Exercise description
A line belongs in the answer only if it contains the word "floor"; copy every such line from the listing below.

Records for this exercise
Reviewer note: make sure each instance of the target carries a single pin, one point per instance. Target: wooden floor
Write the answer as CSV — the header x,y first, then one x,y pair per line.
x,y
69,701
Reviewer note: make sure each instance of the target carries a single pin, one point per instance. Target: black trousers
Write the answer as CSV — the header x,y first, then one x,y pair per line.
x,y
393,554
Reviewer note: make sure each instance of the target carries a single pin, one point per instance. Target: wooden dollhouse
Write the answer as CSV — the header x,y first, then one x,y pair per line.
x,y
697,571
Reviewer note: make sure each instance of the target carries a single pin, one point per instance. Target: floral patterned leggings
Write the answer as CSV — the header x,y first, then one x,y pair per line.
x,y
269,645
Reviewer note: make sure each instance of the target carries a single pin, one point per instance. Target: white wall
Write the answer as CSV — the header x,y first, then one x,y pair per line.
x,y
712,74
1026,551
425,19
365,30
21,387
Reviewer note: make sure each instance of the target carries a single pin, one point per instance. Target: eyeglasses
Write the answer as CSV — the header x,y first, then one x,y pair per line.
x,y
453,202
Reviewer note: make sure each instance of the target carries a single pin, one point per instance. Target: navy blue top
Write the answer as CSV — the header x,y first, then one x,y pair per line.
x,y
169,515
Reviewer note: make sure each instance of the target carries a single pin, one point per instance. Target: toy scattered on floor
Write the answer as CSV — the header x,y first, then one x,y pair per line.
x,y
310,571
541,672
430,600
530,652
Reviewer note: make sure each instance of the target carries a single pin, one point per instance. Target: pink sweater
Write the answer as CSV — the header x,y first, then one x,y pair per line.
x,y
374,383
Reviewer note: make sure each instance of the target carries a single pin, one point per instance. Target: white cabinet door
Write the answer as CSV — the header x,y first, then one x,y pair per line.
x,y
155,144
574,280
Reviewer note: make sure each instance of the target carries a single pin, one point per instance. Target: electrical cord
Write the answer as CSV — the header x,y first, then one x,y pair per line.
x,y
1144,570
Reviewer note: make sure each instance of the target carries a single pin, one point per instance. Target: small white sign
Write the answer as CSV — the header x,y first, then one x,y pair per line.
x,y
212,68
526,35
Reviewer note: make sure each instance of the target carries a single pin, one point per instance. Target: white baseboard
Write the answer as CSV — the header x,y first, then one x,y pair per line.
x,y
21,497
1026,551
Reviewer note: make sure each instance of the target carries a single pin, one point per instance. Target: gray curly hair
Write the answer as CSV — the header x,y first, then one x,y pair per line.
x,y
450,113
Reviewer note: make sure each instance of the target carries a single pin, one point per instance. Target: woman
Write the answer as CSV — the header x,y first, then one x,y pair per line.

Output for this exercise
Reviewer note: make sure each instance of the target carries a single pin, one point per instance. Target: wooden floor
Reviewer note: make sure each instance of the target carries a single pin, one point per instance. Target: toy scattered on floor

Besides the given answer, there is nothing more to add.